→ What you should do:
Scan the lines below; pull out those with "plaza".

(Data begins)

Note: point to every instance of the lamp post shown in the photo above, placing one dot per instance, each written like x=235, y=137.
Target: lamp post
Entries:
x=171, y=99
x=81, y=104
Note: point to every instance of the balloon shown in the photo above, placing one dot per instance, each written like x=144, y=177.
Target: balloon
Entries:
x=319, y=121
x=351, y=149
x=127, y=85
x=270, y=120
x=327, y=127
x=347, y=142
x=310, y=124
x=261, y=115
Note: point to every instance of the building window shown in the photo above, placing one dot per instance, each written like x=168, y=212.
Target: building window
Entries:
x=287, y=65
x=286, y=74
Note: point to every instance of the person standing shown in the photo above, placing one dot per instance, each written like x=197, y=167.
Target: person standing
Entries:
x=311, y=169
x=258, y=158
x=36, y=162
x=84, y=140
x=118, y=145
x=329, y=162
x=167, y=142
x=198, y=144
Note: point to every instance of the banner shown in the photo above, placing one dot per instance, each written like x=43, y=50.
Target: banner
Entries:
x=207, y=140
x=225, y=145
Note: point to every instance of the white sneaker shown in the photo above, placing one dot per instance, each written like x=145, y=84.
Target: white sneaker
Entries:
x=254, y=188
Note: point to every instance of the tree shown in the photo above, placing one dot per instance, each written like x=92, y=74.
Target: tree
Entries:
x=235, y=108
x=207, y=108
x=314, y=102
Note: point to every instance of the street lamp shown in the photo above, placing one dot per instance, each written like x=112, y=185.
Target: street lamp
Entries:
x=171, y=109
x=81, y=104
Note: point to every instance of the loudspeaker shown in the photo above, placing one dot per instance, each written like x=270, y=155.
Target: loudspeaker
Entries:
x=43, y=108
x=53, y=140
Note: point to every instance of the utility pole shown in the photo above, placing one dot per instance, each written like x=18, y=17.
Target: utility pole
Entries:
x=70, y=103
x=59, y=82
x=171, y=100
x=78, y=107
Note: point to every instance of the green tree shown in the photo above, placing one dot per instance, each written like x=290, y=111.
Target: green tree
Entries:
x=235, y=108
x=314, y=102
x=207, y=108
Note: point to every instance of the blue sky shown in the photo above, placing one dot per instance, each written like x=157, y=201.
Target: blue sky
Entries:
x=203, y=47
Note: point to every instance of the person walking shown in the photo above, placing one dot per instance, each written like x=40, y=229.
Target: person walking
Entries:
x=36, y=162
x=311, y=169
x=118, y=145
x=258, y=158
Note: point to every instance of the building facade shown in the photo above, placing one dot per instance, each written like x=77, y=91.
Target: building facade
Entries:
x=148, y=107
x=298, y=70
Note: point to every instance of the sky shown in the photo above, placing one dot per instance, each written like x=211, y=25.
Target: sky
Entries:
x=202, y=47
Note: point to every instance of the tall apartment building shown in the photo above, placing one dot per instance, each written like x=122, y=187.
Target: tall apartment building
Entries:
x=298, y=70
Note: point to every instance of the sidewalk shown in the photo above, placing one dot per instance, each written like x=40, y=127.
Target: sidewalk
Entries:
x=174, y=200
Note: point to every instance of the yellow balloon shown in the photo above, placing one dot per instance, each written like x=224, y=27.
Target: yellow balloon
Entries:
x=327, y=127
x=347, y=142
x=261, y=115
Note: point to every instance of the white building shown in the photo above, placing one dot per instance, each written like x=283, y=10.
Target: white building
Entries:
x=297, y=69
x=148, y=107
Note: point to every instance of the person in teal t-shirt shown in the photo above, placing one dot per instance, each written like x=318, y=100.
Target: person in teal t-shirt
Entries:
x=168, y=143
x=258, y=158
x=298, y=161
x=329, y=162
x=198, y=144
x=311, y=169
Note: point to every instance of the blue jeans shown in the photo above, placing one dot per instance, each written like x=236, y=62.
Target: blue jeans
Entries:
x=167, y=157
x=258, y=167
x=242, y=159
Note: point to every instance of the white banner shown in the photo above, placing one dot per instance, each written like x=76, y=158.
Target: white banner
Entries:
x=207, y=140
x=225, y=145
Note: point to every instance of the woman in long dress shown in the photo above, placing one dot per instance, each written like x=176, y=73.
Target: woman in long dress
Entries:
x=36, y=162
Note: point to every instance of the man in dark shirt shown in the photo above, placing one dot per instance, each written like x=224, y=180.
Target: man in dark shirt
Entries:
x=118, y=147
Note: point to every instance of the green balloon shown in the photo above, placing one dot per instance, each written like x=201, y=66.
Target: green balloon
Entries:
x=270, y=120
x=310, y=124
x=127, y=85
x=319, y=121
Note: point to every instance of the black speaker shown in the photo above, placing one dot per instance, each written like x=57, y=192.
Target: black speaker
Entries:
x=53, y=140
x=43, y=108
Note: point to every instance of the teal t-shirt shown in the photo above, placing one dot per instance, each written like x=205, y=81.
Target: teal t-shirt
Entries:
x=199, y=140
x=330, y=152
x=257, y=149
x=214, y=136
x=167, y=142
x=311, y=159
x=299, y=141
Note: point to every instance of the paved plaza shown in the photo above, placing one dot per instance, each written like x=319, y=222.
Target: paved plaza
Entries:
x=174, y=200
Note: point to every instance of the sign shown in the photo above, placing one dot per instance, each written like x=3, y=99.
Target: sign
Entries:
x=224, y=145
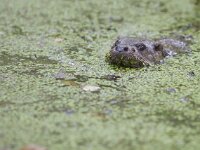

(Data ends)

→ Solution to this task:
Note: point to every instance of the paved plaza shown in the photo above, placing one dot per instance, each written like x=319, y=222.
Target: paved plaza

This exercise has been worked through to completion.